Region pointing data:
- - -
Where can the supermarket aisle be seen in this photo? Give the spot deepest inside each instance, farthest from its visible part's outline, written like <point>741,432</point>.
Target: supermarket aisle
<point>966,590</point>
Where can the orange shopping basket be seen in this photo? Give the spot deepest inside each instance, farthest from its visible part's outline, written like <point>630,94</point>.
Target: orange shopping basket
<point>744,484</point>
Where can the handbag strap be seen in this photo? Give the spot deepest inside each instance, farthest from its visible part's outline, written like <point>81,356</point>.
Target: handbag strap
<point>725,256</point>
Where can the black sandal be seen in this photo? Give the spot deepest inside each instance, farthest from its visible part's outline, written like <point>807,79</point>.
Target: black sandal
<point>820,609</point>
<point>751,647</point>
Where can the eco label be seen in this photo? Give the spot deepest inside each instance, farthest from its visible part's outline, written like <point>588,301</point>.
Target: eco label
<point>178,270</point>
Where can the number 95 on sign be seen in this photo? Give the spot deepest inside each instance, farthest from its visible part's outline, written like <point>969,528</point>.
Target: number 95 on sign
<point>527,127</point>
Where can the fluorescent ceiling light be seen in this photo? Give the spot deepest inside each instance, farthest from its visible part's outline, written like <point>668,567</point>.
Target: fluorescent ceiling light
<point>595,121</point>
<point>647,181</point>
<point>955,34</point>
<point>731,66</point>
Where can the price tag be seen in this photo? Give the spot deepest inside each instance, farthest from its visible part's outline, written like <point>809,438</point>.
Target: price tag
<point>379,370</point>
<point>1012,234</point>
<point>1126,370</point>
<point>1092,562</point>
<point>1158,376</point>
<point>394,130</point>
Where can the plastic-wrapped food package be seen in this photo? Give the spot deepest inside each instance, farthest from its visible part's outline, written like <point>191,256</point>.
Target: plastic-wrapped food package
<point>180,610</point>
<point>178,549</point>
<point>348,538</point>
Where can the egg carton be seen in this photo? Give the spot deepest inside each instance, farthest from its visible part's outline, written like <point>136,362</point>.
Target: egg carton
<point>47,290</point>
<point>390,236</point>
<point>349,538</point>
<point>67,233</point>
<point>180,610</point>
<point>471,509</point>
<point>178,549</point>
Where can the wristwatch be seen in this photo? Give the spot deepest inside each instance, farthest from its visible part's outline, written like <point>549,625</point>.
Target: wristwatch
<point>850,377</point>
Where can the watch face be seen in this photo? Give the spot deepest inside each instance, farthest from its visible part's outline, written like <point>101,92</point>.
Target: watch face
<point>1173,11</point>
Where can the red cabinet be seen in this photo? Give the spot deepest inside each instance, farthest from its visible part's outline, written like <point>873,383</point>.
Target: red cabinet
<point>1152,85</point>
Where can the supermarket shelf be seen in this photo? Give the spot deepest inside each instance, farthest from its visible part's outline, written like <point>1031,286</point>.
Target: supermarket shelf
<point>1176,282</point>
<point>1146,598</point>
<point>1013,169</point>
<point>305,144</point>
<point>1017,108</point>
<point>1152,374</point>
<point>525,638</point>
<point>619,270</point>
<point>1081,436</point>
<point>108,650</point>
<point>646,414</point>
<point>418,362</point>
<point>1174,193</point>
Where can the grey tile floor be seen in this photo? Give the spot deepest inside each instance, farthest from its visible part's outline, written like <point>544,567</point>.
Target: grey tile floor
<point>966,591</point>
- - -
- _YOUR GOAL_
Reproduce exactly the lines from the one with "Target: red cabinet" through the end of the entries above, both ends included.

- _WRITTEN SOLUTION_
Target: red cabinet
<point>1152,85</point>
Where can the supermarket shelf be seen in this photo? Give the spot deepest inside each instance, farthest from its visible part's outline, written like <point>1031,286</point>.
Target: supermarket shelf
<point>1176,282</point>
<point>1146,598</point>
<point>1013,169</point>
<point>305,144</point>
<point>1017,108</point>
<point>1152,374</point>
<point>525,638</point>
<point>619,270</point>
<point>1081,436</point>
<point>108,650</point>
<point>646,414</point>
<point>418,362</point>
<point>1174,193</point>
Where can the grey tile floor be seen in this photo? Give the spot deepest inside each instance, farthest from its visible part's outline, written like <point>544,567</point>.
Target: grey tile floor
<point>966,591</point>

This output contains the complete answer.